• _Required action_:
When the string "holding" is part of a line below, that line should be copied.

• _Information provided_:
Start of Block

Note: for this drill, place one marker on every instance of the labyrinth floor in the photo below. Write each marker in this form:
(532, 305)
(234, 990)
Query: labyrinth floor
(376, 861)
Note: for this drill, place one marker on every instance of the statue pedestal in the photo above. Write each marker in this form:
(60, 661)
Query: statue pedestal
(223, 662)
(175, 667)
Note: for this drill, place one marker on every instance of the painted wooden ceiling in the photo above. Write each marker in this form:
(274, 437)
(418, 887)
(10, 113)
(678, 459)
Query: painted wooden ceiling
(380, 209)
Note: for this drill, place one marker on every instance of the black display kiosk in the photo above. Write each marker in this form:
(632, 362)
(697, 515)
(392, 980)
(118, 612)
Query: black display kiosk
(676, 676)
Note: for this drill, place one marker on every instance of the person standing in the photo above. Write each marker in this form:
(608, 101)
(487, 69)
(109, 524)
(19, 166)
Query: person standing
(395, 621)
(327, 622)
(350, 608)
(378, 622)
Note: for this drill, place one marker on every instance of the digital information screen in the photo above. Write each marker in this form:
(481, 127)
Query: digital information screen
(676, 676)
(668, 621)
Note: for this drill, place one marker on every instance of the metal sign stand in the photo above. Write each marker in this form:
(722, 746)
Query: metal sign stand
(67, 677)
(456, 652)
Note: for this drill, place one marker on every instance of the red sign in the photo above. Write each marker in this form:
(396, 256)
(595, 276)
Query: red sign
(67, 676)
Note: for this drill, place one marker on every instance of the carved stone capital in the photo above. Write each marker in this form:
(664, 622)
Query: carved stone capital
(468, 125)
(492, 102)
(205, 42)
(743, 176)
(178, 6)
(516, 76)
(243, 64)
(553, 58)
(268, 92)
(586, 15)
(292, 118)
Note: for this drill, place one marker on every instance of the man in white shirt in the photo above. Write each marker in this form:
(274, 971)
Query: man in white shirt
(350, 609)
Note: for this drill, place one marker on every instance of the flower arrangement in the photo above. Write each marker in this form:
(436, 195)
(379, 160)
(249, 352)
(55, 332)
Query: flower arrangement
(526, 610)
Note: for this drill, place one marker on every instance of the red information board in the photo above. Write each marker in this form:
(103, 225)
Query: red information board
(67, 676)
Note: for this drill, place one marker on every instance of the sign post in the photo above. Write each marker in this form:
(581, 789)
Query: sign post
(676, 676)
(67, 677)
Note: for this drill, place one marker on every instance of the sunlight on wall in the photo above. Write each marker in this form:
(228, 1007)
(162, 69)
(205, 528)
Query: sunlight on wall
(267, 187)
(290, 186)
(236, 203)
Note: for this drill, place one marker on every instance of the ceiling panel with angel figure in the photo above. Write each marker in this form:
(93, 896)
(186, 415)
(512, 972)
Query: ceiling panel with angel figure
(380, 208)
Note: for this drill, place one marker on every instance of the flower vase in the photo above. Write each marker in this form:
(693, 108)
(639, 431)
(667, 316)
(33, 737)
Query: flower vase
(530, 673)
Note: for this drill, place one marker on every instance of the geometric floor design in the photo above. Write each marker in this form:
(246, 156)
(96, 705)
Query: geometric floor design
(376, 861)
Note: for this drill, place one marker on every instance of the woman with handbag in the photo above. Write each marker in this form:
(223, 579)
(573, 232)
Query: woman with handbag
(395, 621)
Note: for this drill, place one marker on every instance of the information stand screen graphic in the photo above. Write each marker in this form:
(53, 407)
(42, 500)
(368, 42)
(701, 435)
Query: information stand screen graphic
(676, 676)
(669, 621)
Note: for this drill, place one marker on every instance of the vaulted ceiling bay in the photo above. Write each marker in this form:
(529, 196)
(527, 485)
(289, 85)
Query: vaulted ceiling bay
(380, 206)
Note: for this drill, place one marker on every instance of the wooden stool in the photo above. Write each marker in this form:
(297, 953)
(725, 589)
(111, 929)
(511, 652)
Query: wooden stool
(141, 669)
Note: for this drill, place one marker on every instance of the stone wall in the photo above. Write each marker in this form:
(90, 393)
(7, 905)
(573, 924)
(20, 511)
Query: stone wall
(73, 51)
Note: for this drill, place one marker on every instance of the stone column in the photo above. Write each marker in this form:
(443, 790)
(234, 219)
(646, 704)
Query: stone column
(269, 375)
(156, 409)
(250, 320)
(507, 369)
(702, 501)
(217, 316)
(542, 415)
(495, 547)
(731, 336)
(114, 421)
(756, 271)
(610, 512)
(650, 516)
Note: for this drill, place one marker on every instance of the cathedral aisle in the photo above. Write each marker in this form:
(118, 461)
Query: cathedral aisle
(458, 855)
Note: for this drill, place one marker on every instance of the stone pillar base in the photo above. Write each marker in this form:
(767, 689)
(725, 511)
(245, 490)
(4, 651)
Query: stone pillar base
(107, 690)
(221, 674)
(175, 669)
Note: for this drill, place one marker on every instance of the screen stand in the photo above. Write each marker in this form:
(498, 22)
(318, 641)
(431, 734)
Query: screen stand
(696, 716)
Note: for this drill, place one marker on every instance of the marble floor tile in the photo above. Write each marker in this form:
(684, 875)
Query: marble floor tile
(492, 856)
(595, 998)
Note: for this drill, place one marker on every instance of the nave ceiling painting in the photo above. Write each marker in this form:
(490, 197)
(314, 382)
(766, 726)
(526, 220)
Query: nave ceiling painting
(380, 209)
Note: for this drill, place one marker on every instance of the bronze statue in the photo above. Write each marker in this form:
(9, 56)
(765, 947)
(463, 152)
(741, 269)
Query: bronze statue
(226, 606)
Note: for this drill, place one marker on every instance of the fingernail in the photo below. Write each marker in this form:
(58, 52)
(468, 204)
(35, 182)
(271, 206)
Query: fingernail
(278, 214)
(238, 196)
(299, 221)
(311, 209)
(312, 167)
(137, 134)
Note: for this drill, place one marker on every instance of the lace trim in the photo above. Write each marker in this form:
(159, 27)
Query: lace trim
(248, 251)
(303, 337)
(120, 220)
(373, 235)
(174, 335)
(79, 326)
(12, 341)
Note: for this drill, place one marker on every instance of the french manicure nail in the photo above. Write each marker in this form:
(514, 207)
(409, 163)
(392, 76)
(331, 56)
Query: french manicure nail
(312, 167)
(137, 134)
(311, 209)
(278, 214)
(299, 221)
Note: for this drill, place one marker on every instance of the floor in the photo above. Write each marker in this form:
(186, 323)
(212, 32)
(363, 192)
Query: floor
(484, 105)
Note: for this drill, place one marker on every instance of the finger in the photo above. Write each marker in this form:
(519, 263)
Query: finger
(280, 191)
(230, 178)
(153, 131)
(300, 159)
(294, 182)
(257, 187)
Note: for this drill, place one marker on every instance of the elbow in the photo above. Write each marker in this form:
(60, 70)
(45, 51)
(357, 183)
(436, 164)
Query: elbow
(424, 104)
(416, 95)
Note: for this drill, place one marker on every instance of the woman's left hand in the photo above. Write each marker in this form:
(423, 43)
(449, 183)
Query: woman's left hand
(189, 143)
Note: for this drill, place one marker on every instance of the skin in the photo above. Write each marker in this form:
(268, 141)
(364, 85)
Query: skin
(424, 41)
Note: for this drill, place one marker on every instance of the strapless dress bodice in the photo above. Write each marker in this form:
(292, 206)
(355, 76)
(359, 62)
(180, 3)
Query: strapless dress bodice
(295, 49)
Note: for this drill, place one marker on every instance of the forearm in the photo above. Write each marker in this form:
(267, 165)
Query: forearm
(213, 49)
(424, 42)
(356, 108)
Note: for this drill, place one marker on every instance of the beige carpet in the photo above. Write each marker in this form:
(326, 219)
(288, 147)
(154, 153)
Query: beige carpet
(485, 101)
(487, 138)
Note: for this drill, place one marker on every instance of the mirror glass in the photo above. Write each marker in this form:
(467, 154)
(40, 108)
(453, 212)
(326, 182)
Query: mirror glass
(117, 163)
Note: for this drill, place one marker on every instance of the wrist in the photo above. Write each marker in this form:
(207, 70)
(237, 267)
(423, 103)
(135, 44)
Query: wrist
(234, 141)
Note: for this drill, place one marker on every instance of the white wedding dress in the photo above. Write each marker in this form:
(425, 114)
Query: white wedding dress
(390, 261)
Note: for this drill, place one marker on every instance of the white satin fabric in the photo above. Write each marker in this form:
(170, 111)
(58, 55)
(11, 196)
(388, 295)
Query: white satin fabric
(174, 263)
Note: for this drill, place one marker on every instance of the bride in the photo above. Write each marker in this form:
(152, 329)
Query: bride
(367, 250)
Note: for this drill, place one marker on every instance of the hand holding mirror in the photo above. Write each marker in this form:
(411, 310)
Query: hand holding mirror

End of Block

• _The answer_:
Note: for this drill, place one marker on every instance of the hand holding mirror in the photo above. Write each marker in this form:
Query: hand holding mirror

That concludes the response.